-- GIVEN EXERCISE 1 --
Identify every line of the entries below that contains the word "dark", and copy each such line.

-- DOCUMENT SECTION --
============================================================
Part 1
Data Concepts
Why learn about Relational Databases?
Problem:
“Demand for new applications is outstripping the capability of data processing departments to implement programs.”
Solutions:
“Put end users into direct touch with the information stored in computers.”
“Increase the productivity of data processing professionals.”
How:
“Relational database management provides a practical foundation for both approaches.”[1]
Nolan's Stage Model
Stage / Applications / Personnel / ManagementI / Clerical / Generalist / Lax
II / Expansion / Programmers / Lax Fails
III / On Hold / Management / Control
IV / Integrated / Analysts / Application
V / Database / DBA / Data
VI / Decision Support System (DSS) / Specialist / Resource
Stage “Nicknames”
I – Initiation
II – Contagion
III – Control
IV – Integration[2]
Data and Information
INFORMATION:
The meaning that a human assigns to data via the known conventions used in their representation.
DATA:
A formalized representation of facts, concepts, or instructions suitable for communication, interpretation, or processing by human or automatic means.
______
Ref.: Thomas P. Sturm, Data and File Structures
Information Storage and Retrieval
“The principal problem of human memory is not storage, but retrieval. The key to retrieval is organization, or in simpler terms, knowing where to find information that has been put into memory”
[3]
Database
WHAT IS A BASE?
the bottom of anything, considered as its support or foundation
the fundamental part of a thing
the chief ingredient of anything, viewed as its fundamental constituent
mathematically, the reference number used to construct a mathematical table
a point or line from which a start is made
base in its most general sense equals bottom, but, more specifically, implies a broad bottom by which something is held up or stabilized
______
Ref.: Thomas P Sturm, Data and File Structures
What is a Database?
Literally, a database is a base made up of data.
“A database is a collection of stored operational data used by the application systems of some particular enterprise.”
[4]
How Information is Stored
A previously assigned code
An implied context
A tacit understanding
A known algorithm
A known or deducible arrangement
EXAMPLE:
What can the set of bits 11010111 represent?
1.An ASCII character thus it has value W.
2.Digits in base 8 thus is represents 327 (base 8)
3.A positive decimal number coded in true binary thus it is equivalent to 215 (decimal)
============================================================
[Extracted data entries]

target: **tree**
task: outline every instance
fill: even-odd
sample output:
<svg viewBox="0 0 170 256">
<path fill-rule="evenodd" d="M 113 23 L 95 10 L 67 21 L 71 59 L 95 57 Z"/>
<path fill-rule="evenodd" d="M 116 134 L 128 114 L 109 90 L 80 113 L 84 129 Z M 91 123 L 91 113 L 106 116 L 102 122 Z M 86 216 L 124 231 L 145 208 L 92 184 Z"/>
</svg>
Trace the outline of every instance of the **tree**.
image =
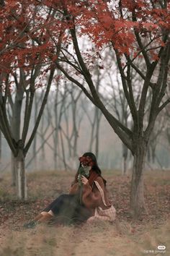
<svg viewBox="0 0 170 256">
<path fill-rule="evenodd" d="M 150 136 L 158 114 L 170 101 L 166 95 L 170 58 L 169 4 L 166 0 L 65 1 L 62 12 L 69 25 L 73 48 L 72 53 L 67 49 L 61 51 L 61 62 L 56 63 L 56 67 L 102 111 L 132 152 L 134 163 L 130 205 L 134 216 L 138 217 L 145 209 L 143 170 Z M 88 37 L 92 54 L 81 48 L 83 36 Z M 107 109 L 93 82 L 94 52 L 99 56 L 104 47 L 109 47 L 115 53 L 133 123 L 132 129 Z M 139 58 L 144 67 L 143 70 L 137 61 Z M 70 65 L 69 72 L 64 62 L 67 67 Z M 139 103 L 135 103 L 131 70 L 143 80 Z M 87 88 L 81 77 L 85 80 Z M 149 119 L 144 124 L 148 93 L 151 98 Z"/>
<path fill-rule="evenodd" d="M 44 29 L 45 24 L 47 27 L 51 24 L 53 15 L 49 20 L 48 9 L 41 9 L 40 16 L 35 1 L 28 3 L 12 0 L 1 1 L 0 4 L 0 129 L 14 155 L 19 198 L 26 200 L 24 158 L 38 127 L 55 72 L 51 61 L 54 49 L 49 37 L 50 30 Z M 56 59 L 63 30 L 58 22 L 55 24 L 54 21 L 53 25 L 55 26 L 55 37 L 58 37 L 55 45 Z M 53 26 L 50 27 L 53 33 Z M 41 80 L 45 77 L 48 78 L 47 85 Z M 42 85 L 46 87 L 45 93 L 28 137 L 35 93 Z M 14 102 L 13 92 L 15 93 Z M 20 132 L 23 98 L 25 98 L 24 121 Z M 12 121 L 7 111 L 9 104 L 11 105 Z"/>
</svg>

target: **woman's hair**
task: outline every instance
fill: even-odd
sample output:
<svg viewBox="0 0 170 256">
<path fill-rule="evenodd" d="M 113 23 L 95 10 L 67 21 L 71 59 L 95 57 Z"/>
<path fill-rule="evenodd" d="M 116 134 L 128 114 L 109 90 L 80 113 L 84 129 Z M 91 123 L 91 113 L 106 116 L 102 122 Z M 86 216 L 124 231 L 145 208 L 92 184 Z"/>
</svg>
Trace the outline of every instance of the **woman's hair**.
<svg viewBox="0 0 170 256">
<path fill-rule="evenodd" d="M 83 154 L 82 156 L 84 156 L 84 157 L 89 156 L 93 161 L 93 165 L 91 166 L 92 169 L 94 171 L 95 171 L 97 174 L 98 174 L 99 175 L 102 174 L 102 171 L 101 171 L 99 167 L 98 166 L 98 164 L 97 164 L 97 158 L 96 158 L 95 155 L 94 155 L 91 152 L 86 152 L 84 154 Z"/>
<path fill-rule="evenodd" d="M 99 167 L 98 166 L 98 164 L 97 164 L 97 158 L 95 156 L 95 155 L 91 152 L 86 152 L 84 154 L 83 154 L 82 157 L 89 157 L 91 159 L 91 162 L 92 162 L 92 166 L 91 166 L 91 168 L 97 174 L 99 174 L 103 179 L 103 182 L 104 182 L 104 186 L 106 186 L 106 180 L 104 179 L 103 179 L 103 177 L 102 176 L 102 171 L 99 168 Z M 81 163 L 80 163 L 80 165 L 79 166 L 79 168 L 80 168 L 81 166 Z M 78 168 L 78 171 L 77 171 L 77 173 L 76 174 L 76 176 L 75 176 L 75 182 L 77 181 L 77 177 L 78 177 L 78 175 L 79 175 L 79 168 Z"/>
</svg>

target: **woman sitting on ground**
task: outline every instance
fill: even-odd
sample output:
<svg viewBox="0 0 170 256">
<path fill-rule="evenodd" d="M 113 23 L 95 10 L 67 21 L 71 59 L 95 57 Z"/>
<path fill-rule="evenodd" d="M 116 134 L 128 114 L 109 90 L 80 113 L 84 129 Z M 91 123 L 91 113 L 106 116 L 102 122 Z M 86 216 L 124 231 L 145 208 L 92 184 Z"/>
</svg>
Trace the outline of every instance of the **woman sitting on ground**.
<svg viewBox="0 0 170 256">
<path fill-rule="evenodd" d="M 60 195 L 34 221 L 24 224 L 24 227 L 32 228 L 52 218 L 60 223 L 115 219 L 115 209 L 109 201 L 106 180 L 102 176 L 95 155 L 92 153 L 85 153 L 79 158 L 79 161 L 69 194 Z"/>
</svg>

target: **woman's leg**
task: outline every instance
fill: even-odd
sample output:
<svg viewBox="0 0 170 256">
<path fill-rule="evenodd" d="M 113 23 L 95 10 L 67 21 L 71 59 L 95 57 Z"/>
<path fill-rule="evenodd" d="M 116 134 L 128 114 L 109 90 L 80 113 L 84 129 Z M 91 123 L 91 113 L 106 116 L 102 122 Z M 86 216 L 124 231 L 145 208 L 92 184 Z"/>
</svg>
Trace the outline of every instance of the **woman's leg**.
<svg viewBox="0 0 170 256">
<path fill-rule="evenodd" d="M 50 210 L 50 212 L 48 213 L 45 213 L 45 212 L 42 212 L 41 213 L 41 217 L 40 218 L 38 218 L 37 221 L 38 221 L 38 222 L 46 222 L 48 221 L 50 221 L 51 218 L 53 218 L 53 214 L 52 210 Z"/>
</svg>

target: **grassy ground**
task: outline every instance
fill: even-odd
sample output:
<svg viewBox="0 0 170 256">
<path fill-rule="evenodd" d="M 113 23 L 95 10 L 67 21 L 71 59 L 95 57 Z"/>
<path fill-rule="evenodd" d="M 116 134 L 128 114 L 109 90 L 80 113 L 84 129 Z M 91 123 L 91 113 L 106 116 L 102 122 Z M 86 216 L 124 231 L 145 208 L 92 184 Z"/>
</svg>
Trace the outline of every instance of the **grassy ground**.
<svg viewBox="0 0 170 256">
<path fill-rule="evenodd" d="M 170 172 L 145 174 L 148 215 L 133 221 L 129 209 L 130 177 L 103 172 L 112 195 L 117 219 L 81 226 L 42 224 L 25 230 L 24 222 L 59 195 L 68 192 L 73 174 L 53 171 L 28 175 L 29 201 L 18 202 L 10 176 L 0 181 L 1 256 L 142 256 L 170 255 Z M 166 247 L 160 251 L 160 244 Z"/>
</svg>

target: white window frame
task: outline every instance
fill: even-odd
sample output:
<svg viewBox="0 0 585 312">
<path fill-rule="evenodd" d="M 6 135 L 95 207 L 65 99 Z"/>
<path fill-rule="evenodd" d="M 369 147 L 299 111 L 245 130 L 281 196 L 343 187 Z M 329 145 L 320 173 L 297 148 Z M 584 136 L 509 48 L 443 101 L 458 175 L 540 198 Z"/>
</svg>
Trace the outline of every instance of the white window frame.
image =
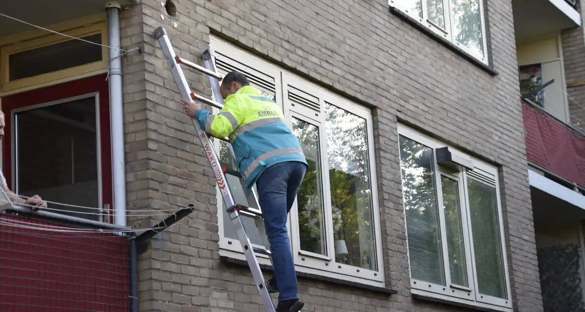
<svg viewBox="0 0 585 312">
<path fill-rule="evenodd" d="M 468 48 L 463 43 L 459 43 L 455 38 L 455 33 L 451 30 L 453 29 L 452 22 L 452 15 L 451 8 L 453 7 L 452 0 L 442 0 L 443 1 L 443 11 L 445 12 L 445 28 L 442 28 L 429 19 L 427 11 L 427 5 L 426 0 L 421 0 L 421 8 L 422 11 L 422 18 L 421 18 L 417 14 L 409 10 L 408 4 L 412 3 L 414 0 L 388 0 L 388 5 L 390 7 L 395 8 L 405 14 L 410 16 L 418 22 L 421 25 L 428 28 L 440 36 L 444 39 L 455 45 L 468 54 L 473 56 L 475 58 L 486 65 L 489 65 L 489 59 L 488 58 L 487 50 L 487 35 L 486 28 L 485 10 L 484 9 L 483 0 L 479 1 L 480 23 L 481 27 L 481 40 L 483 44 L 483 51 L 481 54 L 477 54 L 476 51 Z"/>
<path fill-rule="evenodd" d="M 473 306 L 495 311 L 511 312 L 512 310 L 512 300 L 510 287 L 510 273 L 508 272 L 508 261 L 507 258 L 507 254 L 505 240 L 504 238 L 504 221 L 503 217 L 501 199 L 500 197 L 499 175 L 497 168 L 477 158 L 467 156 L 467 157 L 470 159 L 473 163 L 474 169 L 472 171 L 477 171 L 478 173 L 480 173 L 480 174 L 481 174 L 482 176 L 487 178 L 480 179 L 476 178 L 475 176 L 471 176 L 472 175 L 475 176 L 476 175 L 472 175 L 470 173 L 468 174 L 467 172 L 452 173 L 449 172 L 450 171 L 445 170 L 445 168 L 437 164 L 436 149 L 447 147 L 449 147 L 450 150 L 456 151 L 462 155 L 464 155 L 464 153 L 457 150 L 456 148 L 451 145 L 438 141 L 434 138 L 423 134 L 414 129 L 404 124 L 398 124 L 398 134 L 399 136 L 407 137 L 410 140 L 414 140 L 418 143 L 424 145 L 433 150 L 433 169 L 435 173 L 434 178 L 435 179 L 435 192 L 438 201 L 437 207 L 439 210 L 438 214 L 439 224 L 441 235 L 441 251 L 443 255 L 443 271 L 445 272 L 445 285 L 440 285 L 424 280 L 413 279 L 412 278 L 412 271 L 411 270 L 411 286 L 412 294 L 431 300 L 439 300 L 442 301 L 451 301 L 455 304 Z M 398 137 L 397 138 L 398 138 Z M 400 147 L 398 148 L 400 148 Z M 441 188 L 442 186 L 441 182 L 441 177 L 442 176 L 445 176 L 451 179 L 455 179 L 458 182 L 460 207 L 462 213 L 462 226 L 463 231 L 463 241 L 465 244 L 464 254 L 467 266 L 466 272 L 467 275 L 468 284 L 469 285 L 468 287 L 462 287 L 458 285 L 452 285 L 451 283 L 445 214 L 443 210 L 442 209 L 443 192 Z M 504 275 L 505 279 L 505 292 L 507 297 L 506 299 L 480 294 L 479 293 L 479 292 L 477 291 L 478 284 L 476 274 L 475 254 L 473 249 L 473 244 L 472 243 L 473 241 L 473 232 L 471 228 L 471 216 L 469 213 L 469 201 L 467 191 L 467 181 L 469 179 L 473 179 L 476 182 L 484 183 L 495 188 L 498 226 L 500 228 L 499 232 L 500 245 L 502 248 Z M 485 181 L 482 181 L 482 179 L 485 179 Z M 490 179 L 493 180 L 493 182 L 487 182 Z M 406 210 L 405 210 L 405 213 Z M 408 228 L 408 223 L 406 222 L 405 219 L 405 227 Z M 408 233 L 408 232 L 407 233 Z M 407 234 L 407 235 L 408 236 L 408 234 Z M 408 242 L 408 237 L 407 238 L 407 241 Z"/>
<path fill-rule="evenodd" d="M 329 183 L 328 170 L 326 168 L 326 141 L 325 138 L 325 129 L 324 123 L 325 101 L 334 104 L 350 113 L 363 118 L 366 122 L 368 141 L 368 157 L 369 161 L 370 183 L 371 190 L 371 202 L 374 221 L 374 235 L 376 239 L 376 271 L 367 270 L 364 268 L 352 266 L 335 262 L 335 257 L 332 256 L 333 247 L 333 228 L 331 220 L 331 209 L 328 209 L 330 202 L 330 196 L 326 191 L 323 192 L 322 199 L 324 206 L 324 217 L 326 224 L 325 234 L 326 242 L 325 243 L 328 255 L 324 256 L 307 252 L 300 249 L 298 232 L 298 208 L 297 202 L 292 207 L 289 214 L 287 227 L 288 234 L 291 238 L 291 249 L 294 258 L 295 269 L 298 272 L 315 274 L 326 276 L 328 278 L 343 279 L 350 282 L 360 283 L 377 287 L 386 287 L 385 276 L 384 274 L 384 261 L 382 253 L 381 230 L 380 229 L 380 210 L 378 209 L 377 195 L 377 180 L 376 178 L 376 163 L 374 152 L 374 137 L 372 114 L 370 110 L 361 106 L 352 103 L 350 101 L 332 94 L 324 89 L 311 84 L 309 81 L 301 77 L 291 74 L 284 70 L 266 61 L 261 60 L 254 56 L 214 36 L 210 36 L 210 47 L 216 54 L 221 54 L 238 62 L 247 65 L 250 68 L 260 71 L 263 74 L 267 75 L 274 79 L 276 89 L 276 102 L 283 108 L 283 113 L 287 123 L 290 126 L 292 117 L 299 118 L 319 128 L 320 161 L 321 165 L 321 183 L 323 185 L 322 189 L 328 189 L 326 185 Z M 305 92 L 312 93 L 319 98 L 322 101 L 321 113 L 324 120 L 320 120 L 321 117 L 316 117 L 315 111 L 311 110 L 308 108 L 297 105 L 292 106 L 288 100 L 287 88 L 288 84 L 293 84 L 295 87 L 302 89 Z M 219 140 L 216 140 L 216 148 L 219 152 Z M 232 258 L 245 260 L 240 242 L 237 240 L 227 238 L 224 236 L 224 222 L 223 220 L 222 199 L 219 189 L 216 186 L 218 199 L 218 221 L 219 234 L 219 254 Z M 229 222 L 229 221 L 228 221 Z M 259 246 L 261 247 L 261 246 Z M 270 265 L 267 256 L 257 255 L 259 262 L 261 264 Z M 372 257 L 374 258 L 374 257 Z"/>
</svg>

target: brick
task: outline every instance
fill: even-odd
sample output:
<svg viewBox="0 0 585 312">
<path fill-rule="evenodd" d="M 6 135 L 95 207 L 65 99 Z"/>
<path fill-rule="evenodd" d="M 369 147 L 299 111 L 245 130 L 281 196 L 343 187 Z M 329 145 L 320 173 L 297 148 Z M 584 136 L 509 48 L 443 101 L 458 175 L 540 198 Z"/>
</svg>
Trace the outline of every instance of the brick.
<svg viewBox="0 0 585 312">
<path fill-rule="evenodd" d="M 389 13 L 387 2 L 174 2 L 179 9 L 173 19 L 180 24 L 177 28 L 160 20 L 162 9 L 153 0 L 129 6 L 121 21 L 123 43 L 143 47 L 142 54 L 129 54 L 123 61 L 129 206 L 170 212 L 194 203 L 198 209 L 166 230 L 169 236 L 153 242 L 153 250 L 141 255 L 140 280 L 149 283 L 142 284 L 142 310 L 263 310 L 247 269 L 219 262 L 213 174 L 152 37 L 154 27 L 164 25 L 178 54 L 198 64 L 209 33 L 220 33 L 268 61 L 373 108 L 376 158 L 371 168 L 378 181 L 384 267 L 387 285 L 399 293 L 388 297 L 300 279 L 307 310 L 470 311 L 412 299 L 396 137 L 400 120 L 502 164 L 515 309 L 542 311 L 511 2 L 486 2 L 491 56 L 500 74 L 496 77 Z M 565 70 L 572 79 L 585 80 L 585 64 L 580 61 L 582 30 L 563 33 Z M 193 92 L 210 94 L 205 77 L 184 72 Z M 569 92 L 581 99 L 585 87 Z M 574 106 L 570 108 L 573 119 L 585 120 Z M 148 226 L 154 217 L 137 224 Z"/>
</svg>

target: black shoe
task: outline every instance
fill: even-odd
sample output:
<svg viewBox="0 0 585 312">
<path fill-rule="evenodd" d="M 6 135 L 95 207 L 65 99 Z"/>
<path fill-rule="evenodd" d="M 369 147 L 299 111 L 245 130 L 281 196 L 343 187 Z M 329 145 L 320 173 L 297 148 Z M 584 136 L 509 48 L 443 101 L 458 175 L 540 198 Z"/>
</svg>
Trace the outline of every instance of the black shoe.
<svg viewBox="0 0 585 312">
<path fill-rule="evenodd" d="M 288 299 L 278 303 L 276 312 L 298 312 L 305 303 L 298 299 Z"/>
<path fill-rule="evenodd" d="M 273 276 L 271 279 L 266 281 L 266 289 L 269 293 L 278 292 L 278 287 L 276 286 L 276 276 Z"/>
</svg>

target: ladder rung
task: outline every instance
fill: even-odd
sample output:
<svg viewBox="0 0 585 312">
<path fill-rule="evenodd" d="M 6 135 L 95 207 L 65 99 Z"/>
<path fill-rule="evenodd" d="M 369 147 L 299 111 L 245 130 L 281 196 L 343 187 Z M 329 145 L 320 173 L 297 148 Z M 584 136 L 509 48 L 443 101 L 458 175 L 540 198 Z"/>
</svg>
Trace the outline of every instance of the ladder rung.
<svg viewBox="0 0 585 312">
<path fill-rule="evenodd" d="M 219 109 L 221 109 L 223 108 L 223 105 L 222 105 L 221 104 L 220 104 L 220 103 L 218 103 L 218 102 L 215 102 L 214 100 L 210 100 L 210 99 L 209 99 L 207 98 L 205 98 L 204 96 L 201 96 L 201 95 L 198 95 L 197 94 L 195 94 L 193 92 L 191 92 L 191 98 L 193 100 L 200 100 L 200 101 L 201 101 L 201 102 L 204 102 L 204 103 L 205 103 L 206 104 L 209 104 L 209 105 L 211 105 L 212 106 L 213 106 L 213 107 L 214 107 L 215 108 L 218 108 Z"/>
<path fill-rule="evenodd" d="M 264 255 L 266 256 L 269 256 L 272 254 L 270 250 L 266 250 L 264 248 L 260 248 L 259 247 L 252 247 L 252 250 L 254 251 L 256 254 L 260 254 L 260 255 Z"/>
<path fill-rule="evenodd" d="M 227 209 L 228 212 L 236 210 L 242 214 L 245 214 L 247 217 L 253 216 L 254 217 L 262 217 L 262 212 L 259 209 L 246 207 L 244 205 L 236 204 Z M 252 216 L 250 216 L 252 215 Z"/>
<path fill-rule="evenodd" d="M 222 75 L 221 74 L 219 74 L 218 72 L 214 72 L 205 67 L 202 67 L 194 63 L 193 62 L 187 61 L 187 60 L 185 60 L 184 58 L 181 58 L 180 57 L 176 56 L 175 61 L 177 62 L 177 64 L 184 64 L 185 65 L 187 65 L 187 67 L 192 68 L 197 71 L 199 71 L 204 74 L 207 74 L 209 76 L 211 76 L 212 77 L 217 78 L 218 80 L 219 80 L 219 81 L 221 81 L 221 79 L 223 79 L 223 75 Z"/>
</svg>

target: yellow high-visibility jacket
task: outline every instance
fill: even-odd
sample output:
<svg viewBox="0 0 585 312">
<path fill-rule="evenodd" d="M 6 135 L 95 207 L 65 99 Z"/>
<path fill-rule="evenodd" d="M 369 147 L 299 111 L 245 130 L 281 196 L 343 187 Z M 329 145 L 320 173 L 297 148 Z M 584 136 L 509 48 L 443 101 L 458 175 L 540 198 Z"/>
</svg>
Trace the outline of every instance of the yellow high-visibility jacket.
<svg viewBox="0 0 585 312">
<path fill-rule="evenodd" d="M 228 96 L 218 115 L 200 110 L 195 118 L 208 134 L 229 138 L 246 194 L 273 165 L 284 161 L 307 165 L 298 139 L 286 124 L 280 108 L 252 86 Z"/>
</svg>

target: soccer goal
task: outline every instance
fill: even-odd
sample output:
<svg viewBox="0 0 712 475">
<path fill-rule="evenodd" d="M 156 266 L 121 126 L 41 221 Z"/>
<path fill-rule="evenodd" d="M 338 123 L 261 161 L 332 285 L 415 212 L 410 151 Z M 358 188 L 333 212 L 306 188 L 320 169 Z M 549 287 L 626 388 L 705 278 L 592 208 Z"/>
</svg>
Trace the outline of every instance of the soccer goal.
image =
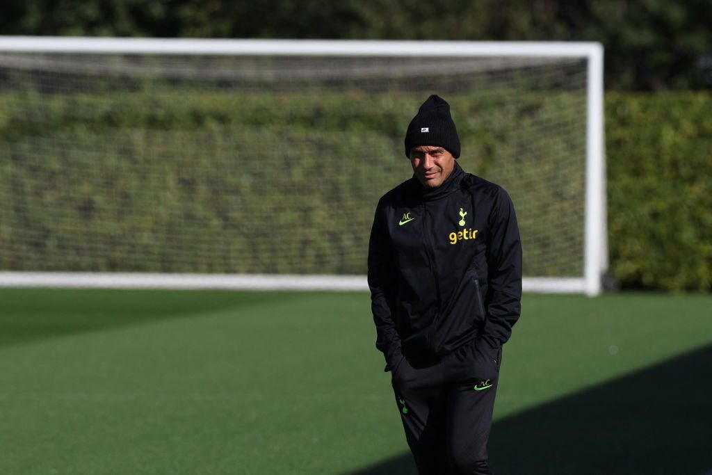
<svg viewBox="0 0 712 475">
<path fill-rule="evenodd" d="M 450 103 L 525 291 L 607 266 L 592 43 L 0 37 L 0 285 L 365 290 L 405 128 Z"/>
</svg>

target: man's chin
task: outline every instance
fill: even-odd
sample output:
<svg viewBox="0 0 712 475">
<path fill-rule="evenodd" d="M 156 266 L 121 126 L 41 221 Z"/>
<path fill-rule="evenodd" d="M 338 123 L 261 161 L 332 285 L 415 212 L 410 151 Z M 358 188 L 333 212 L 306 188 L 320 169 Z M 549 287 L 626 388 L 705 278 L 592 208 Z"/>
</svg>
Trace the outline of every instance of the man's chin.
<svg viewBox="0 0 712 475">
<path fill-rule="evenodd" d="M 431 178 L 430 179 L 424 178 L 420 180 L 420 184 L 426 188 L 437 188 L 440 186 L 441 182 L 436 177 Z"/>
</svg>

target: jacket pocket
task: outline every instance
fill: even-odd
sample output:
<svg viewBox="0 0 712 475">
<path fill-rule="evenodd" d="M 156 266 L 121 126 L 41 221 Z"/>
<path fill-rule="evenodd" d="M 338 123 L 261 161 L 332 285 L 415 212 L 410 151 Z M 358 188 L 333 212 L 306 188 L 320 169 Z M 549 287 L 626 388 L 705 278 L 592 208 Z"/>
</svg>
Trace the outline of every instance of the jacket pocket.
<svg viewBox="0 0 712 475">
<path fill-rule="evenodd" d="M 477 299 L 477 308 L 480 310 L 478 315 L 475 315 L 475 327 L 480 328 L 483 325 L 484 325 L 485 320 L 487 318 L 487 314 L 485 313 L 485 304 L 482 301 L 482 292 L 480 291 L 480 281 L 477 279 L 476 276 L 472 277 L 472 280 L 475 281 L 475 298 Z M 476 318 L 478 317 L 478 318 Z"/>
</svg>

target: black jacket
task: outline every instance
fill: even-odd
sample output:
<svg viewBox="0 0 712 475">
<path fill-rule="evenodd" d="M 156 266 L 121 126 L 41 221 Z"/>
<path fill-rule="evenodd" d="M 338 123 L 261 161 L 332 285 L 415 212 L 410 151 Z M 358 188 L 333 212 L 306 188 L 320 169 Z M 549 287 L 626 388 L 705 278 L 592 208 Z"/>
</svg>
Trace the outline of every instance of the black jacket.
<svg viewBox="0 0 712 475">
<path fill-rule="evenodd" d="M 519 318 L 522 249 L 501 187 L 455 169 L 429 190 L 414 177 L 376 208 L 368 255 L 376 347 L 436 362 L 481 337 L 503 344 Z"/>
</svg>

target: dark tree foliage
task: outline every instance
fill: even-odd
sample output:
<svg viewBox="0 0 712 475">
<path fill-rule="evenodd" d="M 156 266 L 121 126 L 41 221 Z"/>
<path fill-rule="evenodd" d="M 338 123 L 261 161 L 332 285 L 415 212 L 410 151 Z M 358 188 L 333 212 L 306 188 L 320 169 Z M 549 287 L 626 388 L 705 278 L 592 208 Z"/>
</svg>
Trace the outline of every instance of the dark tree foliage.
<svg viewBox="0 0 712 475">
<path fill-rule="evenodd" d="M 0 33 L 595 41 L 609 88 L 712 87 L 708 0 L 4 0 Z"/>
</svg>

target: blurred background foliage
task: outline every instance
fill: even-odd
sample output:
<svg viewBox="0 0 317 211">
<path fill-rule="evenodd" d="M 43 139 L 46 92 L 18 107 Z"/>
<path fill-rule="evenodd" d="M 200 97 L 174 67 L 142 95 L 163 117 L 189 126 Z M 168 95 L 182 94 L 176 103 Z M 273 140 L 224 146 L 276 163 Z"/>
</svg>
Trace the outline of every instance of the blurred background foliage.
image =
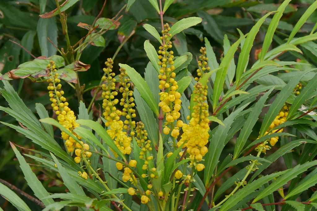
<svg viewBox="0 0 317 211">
============================================================
-- GIVEN EXERCISE 2 --
Answer these questions from the text on data concepts above:
(a) What is the nickname given to Stage II?
(b) Literally, what is a database said to be?
(c) As an ASCII character, what value does the set of bits 11010111 have?

-- RIGHT ANSWER 1 --
target: dark tree foliage
Trace the outline of every instance of the dark tree foliage.

-- RIGHT ANSWER 2 --
(a) Contagion
(b) A base made up of data
(c) W